OBJECTIVE
Make an exact copy of all the records.

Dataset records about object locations
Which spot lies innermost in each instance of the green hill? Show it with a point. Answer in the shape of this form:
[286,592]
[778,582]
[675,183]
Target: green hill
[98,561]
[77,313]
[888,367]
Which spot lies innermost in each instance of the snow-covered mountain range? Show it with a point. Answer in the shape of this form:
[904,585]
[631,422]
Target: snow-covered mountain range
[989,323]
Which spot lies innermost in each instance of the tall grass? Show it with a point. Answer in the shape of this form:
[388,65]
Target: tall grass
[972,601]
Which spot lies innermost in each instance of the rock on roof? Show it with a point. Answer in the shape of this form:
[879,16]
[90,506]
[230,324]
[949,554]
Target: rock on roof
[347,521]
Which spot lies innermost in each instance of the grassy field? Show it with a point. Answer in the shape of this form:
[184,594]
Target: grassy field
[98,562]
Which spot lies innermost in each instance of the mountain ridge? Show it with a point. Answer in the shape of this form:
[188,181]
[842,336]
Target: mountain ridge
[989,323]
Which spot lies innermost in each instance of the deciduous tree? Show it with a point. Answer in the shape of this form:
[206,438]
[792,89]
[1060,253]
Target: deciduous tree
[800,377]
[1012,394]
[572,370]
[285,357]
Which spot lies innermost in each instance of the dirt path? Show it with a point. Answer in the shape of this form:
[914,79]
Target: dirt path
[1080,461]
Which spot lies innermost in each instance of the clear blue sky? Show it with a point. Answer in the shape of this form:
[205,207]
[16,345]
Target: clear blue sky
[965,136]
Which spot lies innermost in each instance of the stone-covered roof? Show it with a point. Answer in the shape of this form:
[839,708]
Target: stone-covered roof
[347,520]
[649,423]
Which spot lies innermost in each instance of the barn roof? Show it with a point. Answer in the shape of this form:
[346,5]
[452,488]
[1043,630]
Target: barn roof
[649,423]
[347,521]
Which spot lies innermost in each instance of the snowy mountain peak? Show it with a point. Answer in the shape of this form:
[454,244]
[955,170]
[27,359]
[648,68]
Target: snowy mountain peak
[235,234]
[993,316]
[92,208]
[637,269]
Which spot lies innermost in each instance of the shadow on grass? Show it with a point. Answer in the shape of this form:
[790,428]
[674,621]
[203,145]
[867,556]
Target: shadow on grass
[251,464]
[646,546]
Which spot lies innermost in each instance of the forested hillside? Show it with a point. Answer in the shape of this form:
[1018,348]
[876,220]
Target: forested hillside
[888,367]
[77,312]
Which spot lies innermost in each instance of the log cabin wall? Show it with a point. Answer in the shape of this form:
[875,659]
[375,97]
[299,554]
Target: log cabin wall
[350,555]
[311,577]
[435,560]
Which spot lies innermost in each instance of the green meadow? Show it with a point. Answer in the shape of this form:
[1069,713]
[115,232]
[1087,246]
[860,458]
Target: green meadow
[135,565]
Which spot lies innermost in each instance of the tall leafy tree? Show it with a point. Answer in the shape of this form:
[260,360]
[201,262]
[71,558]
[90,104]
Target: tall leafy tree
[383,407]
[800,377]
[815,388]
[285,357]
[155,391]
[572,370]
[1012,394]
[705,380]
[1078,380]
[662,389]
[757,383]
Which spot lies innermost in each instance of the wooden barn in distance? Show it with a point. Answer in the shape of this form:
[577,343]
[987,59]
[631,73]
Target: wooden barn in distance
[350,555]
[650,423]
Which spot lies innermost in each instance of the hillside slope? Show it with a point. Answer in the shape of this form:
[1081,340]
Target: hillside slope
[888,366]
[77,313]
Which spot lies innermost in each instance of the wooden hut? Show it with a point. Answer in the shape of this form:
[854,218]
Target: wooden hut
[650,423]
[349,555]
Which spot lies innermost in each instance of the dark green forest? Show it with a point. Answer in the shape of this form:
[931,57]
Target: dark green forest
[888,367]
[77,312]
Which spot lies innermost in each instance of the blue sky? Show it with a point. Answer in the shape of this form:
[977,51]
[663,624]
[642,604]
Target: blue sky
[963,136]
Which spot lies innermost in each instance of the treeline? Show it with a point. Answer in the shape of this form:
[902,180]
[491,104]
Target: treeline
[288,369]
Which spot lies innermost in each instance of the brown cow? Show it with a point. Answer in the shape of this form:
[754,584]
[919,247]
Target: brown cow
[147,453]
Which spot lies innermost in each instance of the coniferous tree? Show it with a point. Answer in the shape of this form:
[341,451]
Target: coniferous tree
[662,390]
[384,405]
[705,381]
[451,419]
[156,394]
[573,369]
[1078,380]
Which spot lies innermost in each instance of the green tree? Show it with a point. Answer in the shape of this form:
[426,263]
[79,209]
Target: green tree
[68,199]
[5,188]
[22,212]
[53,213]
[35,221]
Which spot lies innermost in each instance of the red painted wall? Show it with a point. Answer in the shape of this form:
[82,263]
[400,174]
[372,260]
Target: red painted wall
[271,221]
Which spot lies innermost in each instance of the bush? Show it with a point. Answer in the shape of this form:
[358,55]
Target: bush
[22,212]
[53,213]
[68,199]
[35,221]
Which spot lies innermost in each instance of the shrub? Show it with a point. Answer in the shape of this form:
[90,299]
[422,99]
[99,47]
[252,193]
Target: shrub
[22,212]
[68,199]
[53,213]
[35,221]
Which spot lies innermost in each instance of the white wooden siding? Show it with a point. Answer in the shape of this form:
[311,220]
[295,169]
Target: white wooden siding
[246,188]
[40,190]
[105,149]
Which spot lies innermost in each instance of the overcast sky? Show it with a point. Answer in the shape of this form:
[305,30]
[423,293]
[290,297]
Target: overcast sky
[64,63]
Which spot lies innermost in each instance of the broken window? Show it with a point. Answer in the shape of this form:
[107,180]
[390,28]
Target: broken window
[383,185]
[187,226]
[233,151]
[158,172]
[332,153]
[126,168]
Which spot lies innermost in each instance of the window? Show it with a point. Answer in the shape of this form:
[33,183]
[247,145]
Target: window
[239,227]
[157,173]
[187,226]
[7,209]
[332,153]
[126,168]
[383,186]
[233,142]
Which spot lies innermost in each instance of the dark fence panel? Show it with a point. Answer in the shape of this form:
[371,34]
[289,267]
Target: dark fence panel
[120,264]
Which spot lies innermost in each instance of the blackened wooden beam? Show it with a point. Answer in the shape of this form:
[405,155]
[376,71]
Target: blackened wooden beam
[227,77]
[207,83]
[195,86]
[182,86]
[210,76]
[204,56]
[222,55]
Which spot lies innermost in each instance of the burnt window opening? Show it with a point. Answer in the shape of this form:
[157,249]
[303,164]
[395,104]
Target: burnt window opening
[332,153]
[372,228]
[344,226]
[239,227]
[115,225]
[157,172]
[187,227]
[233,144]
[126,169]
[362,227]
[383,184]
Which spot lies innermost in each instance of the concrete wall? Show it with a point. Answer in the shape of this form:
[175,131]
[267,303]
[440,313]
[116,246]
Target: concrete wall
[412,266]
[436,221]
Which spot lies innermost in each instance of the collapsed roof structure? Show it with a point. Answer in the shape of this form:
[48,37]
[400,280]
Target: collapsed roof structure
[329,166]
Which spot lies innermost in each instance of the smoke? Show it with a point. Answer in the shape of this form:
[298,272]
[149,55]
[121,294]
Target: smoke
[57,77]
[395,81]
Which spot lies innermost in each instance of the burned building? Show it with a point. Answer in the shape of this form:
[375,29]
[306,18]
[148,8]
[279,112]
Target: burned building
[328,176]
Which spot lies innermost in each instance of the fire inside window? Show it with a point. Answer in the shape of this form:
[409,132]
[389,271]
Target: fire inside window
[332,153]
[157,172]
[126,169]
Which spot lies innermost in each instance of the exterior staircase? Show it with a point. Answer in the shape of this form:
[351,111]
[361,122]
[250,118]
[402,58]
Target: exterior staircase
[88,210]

EXERCISE RESULT
Which spot lies innermost in each instance of the green hill? Show it with a point. Answer in the shape of this form:
[286,592]
[778,582]
[675,183]
Target: green hill
[98,561]
[77,313]
[888,367]
Which spot lies innermost in each instance of the snow-covered mountain range? Show it with a point. Answer in the shape of this form:
[904,585]
[631,422]
Target: snow-covered mountain range
[989,323]
Which spot lies innermost in each instance of the tall grass? Show it with a point. Answer in the shape of this form:
[388,65]
Target: tall grass
[972,601]
Which spot lies innermost in each instance of the rock on roof? Show it with a point. Answer in the shape of this form:
[879,16]
[90,506]
[230,324]
[949,554]
Target: rock on roof
[347,521]
Which spot lies innermost in each instance of the grassy field? Show it with a point. Answer in the shape of this form:
[184,594]
Target: grassy field
[98,562]
Which spot lies innermost in each instance of the mountain ridge? Show it with a point. Answer in the shape of this form:
[188,181]
[842,336]
Target: mountain ridge
[989,323]
Which spot lies innermost in each instance of the deciduous tree? Show it with a point. Answer in the shape of this form:
[206,438]
[792,89]
[1060,253]
Target: deciduous tree
[800,377]
[1012,394]
[572,370]
[285,357]
Which spot lies innermost in each instance of the dirt path? Show it with a point. Answer in the shape of this form:
[914,79]
Target: dirt path
[1080,461]
Which spot lies innermost in each instance of the clear blue sky? Show it with a point. Answer in the shape of this form:
[205,207]
[16,345]
Target: clear blue sky
[965,136]
Which spot lies innermost in each instance of the stone-covered roof? Show it with a point. Answer in the shape of this form:
[839,708]
Target: stone-covered roof
[347,520]
[649,423]
Which spot lies innermost in each instance of the barn roof? Show it with a point. Answer in the shape of this form:
[346,5]
[452,488]
[1043,630]
Target: barn roof
[649,423]
[347,521]
Which spot lies innermost in each instance of the snowy mountain peak? Show it with a point. Answer in the shape of this form:
[454,244]
[955,170]
[27,359]
[648,68]
Target: snowy mountain peak
[235,234]
[993,316]
[92,208]
[637,269]
Which spot lies innermost in each instance of the shadow on grass? Show it with a point. Answer in the shape of this form:
[790,428]
[674,621]
[203,145]
[867,556]
Target: shadow on grass
[251,464]
[646,546]
Which spot lies innermost in each instance of the forested hillside? Show it with a point. Answer in the shape of this form:
[1018,348]
[876,220]
Target: forested hillside
[888,367]
[77,312]
Which spot lies innermost in each instance of the log cabin wall? Show it with a point. Answer in the shape of this form:
[875,659]
[375,97]
[299,554]
Target: log cabin wall
[350,555]
[311,577]
[435,560]
Which spot lies innermost in each instance of the green meadow? Show it with a point. Answer in the shape of this form:
[1069,713]
[115,232]
[1087,246]
[860,458]
Target: green meadow
[135,565]
Which spot lies innermost in each instance of the tall leafy tree? Show it with a point. Answer in the shape of this form:
[260,360]
[201,262]
[71,558]
[90,104]
Target: tall leafy tree
[383,407]
[800,377]
[815,388]
[285,357]
[155,391]
[572,370]
[1012,394]
[705,380]
[1078,380]
[662,389]
[757,383]
Which spot lies innermost in each instance of the wooden barn in distance? Show it with a point. Answer in the shape of this form:
[577,343]
[987,59]
[631,73]
Target: wooden barn in distance
[350,555]
[650,423]
Which spot lies innermost in each instance of the hillside slope? Show it with a point. Answer in the shape of this form:
[1081,340]
Target: hillside slope
[888,366]
[77,313]
Which spot lies innermost in each instance of the wooden hut? Show it with a point. Answer in the shape of this form:
[854,218]
Target: wooden hut
[650,423]
[349,555]
Which spot lies innermost in each instance of the dark green forest? Show it with a point. Answer in the shape of this form:
[931,57]
Target: dark green forest
[888,367]
[77,312]
Which spot lies innermost in each instance of the blue sky? Show it with a point. Answer in the shape of this form:
[977,51]
[663,624]
[642,604]
Target: blue sky
[963,136]
Which spot lies innermost in each instance of the treeline? Show it with a point. Answer in the shape of this form:
[902,180]
[491,104]
Target: treeline
[288,369]
Which spot lies innermost in each instance of the brown cow? Show it with a point. Answer in the shape of this form:
[754,584]
[919,247]
Target: brown cow
[147,453]
Which spot lies innermost in each instance of the coniferous tree? Show it with a point. Answer in the shape of this form:
[341,451]
Target: coniferous tree
[662,390]
[384,405]
[705,381]
[451,419]
[156,394]
[573,369]
[1078,380]
Which spot lies innermost in each instance of the green tree? Show it with a point. Answer in the shape of this form:
[426,263]
[79,209]
Target: green tree
[68,199]
[5,188]
[22,212]
[53,213]
[35,221]
Which spot lies innermost in each instance of the red painted wall? Show it with a point. Answer in the shape of this form:
[82,263]
[400,174]
[372,260]
Target: red painted wall
[271,221]
Which spot lies innermost in each instance of the bush? Show it with a point. Answer in the shape of this form:
[358,55]
Target: bush
[22,212]
[53,213]
[68,199]
[35,221]
Which spot lies innermost in each instance of the shrub? Show it with a point. Answer in the shape of this form:
[90,299]
[422,99]
[99,47]
[252,193]
Target: shrub
[22,212]
[68,199]
[53,213]
[35,221]
Which spot lies innermost in each instance of the white wooden siding? Show it with a point. Answer in the shape of this form:
[311,220]
[295,169]
Target: white wooden siding
[246,188]
[40,190]
[105,149]
Which spot lies innermost in each instance of the overcast sky? Show it with a point. Answer in the shape of this form:
[305,30]
[423,293]
[290,297]
Target: overcast sky
[64,63]
Which spot lies innermost in each instance of the broken window? Show it with a point. Answer in the shape of this form:
[107,180]
[390,28]
Target: broken window
[383,185]
[187,226]
[233,151]
[158,172]
[332,153]
[126,168]
Which spot lies innermost in each instance of the window? Show it with a point. Answer in the shape of this form:
[33,183]
[247,145]
Target: window
[239,227]
[157,173]
[187,226]
[7,209]
[332,153]
[126,168]
[383,186]
[233,142]
Which spot lies innermost in each instance of the dark fence panel? Show it with a point. Answer in the shape of this form:
[371,34]
[289,267]
Target: dark fence panel
[120,264]
Which spot lies innermost in each instance of the blackened wooden beam? Show it with a point. Answer in the shape of this form:
[405,155]
[376,71]
Target: blackened wooden beam
[227,77]
[207,83]
[195,86]
[182,86]
[210,76]
[204,56]
[222,55]
Which spot lies innermost in each instance of the burnt window opening? Show it with a point. Answer in the shape of this form:
[157,249]
[303,164]
[395,104]
Target: burnt window opening
[332,153]
[372,228]
[344,226]
[239,227]
[115,225]
[157,172]
[187,227]
[233,144]
[126,169]
[362,227]
[383,184]
Which spot lies innermost in each instance of the concrete wall? Show it with a point. Answer in the shape of this form:
[175,131]
[267,303]
[440,313]
[116,246]
Target: concrete wall
[412,266]
[436,221]
Which spot lies innermost in each instance of the collapsed roof structure? Show it with a point. Answer in the shape of this form:
[48,37]
[400,280]
Target: collapsed roof structure
[329,166]
Which spot lies innermost in each instance of the smoke? Show it with a point. Answer in the shape of this form:
[298,272]
[149,55]
[121,294]
Target: smoke
[57,77]
[395,81]
Which spot lies innermost in each instance of the burned building? Show it with a point. Answer in the shape of this form:
[375,29]
[306,18]
[148,8]
[279,112]
Target: burned building
[328,176]
Which spot lies innermost in each instance of the fire inside window? Show it with a point. Answer in the shape of this form:
[409,132]
[389,271]
Target: fire inside window
[332,153]
[157,172]
[126,169]
Which spot lies innermost in each instance of the exterior staircase? Show it with a point. Answer in the shape of this form:
[351,111]
[361,122]
[250,118]
[402,58]
Target: exterior staircase
[88,210]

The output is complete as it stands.